What to do: From the listing below, select every line containing the word "clicks" and copy each such line in full.

Records shown:
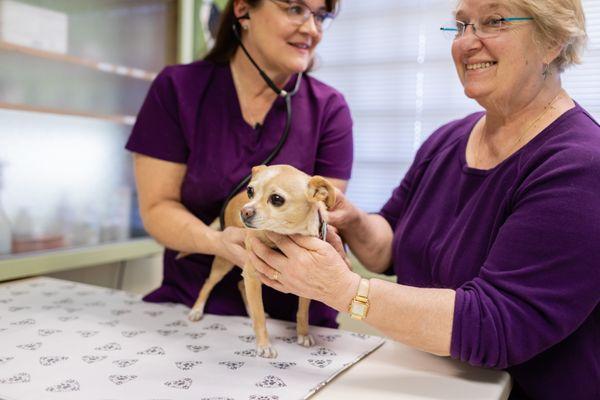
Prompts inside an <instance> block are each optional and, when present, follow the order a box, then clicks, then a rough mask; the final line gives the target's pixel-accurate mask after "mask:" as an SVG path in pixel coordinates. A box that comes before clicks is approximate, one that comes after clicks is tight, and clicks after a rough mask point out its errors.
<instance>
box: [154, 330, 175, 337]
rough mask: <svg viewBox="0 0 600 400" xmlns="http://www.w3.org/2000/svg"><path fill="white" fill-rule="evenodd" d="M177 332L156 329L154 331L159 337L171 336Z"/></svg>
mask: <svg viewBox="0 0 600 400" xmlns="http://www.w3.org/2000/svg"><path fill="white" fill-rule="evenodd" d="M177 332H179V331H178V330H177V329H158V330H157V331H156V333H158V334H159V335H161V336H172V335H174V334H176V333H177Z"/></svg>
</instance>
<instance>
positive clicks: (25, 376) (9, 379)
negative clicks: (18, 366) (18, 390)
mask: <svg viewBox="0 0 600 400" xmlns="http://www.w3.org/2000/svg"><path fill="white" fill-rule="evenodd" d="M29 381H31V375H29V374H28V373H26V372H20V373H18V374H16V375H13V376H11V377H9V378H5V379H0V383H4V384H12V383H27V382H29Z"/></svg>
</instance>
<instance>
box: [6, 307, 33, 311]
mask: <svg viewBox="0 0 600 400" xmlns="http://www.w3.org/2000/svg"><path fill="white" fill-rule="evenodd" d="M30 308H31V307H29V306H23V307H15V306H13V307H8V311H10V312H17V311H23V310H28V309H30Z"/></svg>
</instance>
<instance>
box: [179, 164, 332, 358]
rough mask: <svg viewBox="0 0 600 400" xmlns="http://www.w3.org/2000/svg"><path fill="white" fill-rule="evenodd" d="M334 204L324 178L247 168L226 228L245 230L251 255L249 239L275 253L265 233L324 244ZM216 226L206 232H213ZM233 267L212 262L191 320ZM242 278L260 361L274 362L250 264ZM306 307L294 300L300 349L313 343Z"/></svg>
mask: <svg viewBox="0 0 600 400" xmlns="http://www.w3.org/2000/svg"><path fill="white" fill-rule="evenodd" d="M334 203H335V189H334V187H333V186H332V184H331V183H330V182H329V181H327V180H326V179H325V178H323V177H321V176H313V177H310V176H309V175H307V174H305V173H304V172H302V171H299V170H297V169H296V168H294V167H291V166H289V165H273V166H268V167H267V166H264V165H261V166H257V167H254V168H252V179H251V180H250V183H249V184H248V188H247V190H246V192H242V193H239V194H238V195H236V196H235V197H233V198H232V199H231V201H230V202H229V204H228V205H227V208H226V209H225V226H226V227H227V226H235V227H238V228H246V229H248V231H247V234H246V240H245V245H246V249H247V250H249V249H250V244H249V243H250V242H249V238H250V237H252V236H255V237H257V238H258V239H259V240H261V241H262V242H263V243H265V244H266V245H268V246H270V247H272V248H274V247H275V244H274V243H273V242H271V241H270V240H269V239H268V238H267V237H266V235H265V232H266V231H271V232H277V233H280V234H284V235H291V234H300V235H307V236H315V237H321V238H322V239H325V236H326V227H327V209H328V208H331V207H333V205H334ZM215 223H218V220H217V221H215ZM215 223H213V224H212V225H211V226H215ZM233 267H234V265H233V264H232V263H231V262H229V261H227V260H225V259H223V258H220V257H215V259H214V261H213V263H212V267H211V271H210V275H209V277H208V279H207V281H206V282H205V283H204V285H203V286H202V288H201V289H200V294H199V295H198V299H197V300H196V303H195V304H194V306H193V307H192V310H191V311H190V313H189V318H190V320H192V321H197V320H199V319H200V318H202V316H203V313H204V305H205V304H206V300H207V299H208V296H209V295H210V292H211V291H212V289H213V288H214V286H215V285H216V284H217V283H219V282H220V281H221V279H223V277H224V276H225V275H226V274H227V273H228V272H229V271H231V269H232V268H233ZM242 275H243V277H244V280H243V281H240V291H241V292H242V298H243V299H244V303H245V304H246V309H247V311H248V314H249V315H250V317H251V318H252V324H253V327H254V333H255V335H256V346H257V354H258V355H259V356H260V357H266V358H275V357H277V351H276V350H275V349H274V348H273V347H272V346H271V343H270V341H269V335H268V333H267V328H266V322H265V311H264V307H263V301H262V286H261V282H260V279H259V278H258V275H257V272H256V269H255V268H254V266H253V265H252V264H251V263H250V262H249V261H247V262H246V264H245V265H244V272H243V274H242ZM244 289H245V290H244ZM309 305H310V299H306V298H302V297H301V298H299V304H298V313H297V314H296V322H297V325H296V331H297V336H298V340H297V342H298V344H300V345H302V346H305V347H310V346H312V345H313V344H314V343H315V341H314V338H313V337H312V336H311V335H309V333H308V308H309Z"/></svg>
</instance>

Answer to the exercise:
Prompts inside an <instance> block are each optional and, when present, follow the order a box, then clicks, then a rough mask; the final line gives the target's pixel-accurate mask after "mask:" as an SVG path in pixel coordinates. A box that comes before clicks is approximate, one that comes after clicks is tight, and clicks after a rough mask point out its errors.
positive clicks: (25, 376) (9, 379)
negative clicks: (18, 366) (18, 390)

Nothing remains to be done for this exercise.